__What to produce__
Find each line in the records below that contains the word "array" and copy those lines out in full.
[START OF Records supplied]
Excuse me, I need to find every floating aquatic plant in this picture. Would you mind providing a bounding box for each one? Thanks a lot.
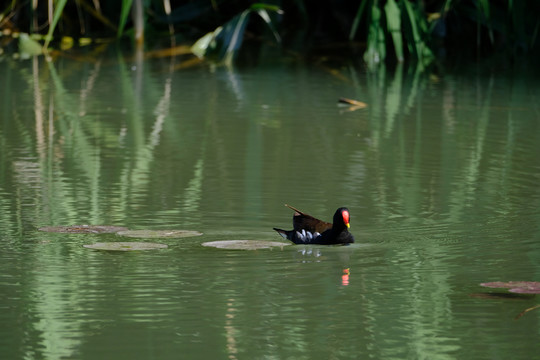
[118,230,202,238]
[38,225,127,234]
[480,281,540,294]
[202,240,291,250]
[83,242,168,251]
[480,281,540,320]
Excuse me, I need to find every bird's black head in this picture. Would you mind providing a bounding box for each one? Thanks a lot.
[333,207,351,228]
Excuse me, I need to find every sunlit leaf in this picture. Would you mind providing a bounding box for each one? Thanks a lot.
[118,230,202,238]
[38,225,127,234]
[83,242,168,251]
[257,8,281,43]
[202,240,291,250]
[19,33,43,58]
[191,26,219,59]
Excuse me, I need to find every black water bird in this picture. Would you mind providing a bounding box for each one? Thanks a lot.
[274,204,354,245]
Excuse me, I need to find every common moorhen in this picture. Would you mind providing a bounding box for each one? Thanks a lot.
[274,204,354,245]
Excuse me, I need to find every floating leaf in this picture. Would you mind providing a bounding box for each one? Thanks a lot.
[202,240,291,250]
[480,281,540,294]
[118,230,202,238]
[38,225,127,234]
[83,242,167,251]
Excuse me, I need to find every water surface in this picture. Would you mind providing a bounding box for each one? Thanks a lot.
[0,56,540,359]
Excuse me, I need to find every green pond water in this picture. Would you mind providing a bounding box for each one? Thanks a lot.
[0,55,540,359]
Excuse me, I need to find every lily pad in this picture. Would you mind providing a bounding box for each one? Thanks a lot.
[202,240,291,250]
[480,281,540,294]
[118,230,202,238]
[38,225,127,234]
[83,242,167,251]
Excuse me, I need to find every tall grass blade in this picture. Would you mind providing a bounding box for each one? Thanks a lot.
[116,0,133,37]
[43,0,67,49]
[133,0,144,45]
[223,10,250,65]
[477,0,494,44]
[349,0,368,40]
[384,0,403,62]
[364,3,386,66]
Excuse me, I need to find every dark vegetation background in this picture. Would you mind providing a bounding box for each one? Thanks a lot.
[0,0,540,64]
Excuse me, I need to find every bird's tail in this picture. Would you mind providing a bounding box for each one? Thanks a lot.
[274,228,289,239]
[END OF Records supplied]
[START OF Records supplied]
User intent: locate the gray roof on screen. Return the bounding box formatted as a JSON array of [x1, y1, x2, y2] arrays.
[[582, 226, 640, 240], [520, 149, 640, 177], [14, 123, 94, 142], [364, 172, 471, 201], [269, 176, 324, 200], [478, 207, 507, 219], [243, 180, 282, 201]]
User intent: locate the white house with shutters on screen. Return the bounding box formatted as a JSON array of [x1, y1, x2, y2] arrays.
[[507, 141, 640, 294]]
[END OF Records supplied]
__Expected output__
User intent: locate the gray roof on screen. Return the bounding box formatted as a JSON array of [x1, y1, x2, y2] arrays.
User intent: locate the white house with shutters on screen. Return the bounding box formatted as a JSON array of [x1, y1, x2, y2] arrays.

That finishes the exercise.